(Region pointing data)
--------

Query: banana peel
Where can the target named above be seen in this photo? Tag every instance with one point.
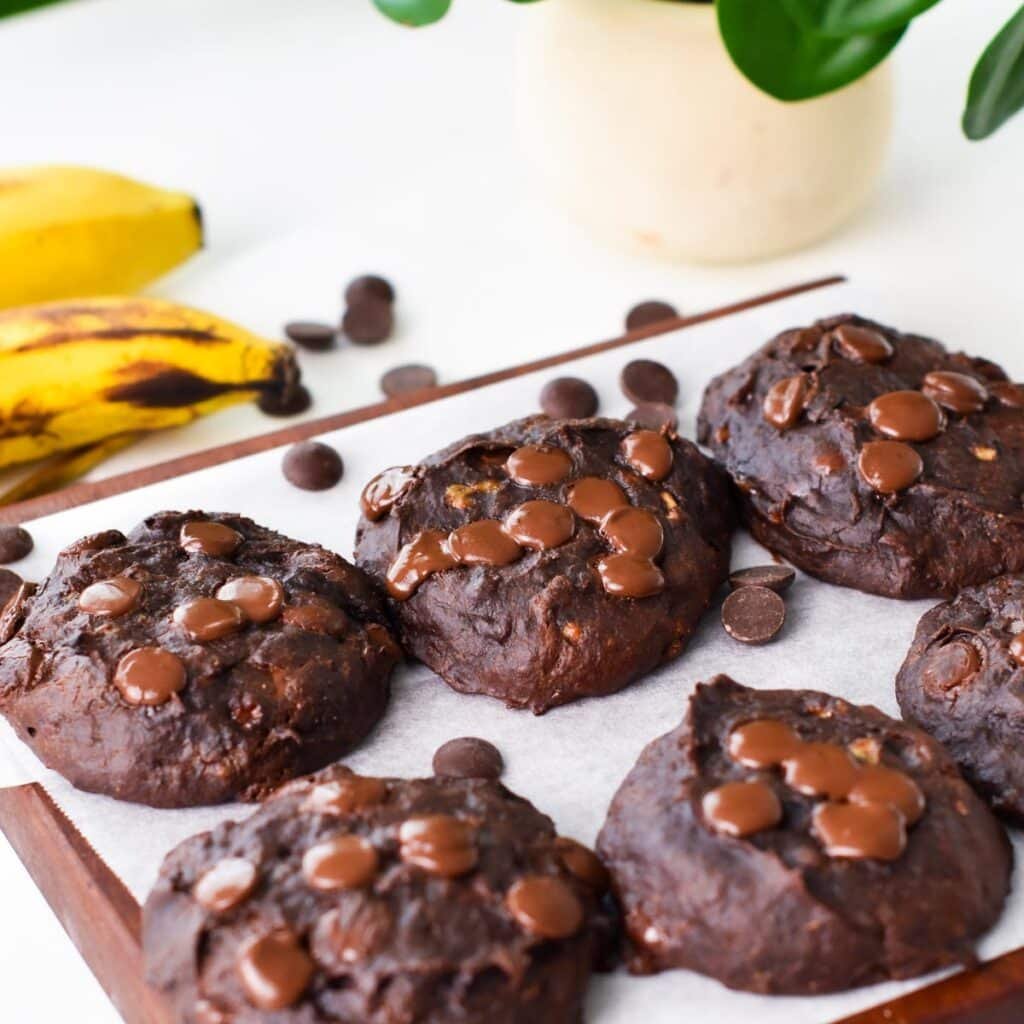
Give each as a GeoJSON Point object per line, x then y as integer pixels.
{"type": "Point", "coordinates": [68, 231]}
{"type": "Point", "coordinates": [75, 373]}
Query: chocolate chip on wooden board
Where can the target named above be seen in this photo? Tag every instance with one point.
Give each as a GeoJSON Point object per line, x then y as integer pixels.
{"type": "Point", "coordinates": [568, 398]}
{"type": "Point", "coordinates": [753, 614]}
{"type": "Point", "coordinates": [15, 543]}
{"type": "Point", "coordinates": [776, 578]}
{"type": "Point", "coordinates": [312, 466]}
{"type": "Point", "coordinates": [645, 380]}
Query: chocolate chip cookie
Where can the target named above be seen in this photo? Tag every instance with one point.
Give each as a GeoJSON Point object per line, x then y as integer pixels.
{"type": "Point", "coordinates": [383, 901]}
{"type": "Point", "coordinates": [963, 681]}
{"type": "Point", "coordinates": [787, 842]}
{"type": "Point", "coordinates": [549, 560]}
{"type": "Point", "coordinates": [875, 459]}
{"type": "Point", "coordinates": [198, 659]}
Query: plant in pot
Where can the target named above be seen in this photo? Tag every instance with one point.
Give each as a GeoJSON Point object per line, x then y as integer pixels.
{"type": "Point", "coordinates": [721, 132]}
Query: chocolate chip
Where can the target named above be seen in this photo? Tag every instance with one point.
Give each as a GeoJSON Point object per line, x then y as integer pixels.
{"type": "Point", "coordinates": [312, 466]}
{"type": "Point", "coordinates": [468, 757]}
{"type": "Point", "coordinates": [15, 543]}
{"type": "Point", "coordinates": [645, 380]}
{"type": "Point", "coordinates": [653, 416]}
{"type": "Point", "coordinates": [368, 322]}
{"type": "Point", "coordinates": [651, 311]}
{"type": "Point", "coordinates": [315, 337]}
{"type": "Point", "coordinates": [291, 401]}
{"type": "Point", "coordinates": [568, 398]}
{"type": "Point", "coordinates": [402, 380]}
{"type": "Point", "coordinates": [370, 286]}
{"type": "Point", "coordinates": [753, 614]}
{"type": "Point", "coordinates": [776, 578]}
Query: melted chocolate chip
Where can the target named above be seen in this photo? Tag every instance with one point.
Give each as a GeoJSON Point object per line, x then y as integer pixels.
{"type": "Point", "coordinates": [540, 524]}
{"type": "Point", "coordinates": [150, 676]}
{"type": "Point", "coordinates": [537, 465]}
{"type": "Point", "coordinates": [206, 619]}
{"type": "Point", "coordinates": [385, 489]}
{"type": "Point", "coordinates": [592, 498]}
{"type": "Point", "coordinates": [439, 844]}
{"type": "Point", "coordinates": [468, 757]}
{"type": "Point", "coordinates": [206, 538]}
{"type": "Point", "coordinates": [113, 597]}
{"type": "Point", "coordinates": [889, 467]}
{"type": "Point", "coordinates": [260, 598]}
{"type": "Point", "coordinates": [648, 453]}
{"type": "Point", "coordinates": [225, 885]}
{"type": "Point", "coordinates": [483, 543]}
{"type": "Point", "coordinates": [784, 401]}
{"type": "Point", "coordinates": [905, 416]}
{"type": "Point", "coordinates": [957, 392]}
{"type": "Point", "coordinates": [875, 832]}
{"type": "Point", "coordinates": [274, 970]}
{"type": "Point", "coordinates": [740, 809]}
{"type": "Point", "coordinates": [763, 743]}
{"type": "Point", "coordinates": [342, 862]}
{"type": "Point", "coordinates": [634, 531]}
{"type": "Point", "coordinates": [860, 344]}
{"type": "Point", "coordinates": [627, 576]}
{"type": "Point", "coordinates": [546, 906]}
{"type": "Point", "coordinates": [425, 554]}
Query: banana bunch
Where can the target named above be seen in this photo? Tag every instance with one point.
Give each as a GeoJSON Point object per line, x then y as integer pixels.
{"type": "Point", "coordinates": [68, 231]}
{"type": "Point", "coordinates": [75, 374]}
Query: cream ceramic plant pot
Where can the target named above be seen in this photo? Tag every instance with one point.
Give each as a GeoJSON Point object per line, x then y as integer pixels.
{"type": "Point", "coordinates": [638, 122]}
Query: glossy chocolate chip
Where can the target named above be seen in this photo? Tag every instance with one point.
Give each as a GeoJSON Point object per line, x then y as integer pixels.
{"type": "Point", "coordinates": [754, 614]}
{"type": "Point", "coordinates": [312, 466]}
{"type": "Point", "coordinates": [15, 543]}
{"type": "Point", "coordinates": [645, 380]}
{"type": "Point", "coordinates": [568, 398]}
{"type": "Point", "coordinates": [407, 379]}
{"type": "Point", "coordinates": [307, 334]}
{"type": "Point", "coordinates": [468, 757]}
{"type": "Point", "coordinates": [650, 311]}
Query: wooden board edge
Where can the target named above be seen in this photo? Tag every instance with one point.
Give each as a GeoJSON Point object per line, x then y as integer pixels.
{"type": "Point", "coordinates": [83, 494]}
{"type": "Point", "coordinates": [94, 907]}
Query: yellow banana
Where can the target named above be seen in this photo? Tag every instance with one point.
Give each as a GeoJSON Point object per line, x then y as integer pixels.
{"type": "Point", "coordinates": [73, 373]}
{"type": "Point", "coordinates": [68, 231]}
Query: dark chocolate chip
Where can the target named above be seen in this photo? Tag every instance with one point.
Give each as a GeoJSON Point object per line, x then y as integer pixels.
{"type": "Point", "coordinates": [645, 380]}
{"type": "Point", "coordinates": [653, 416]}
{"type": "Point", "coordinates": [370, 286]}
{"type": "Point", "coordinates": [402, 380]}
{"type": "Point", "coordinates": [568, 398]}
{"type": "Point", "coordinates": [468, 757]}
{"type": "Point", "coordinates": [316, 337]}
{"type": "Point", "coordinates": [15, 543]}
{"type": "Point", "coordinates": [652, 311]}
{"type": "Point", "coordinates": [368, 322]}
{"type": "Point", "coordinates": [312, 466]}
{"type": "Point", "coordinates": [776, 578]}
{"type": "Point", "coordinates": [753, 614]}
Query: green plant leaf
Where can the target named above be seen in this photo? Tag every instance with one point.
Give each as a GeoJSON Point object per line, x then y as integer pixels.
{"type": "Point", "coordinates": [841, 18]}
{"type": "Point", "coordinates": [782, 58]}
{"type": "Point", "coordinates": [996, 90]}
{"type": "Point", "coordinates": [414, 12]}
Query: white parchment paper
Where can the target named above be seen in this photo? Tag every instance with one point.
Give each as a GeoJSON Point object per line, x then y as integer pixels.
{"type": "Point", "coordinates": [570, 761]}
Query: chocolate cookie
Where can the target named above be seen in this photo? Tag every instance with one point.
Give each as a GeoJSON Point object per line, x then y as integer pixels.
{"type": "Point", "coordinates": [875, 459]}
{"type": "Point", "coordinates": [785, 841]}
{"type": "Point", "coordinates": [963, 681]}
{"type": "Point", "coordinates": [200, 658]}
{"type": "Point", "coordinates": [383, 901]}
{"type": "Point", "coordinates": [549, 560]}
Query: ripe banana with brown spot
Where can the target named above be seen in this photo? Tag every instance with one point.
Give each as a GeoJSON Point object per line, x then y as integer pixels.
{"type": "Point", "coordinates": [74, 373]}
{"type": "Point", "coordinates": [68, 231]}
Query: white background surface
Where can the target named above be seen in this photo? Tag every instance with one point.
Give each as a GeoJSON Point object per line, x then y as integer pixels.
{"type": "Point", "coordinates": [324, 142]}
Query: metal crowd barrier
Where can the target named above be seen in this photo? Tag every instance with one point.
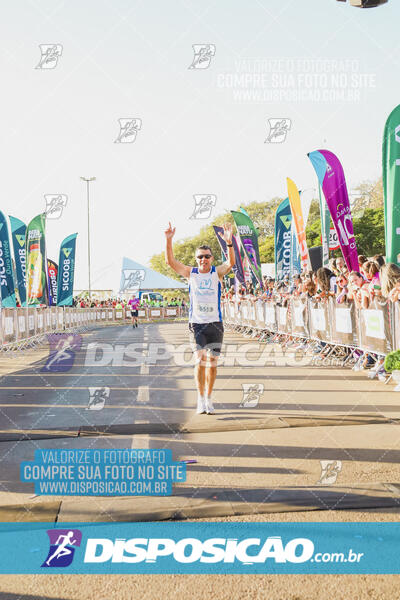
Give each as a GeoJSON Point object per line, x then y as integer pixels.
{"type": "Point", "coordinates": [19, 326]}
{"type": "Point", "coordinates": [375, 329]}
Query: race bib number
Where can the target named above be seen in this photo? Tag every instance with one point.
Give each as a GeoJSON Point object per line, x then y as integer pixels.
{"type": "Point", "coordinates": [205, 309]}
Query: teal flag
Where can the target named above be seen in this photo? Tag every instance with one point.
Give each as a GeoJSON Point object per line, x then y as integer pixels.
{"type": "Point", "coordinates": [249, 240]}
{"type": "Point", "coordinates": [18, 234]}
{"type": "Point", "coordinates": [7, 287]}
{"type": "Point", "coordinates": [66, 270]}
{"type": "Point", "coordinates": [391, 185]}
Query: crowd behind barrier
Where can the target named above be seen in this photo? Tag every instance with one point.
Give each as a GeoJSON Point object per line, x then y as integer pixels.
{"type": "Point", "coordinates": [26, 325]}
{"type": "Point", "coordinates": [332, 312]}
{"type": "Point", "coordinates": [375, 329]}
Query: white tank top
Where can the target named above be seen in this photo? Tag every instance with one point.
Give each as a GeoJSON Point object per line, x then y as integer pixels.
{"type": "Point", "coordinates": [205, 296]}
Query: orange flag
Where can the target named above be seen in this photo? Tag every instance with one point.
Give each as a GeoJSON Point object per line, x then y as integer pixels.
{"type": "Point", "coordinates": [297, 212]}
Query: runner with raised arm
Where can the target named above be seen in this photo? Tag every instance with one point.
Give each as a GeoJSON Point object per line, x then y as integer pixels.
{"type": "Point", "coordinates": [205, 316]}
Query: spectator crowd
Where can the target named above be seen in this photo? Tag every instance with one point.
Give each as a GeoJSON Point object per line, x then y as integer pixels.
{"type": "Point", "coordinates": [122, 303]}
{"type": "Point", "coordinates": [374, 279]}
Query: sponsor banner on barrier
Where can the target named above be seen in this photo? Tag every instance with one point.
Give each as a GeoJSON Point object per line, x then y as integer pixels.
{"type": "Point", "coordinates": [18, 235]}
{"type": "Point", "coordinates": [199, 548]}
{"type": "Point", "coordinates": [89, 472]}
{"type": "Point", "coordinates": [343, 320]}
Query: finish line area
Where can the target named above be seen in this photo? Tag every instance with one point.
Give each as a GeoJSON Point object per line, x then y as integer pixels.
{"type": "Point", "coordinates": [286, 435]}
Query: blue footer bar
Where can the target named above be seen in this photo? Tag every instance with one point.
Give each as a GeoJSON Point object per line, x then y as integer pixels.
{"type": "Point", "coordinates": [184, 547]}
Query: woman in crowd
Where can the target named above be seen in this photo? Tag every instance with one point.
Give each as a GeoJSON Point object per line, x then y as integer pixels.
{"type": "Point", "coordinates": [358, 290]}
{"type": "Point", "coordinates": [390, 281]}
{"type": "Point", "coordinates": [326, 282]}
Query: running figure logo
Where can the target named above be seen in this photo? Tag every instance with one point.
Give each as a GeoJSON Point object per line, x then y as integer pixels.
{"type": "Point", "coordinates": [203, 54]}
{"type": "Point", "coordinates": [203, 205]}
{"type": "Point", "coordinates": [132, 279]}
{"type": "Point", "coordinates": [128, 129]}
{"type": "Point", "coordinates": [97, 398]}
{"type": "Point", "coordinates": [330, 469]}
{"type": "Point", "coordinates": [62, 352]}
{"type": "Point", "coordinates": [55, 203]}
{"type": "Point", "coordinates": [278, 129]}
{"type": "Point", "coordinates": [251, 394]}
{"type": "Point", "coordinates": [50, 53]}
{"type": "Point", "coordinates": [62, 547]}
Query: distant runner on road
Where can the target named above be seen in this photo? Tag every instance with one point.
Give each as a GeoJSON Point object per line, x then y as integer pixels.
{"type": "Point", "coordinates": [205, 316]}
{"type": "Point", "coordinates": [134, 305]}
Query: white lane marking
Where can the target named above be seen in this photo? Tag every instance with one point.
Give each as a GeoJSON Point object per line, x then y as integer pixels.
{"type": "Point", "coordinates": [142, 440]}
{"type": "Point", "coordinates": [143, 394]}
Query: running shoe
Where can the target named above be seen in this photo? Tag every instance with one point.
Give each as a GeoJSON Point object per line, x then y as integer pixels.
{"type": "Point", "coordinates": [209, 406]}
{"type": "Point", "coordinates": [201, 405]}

--------

▸ **Goal of the exercise**: How many lines in these records hold the string "banana"? Reply with the number alone.

▸ **Your solution**: 4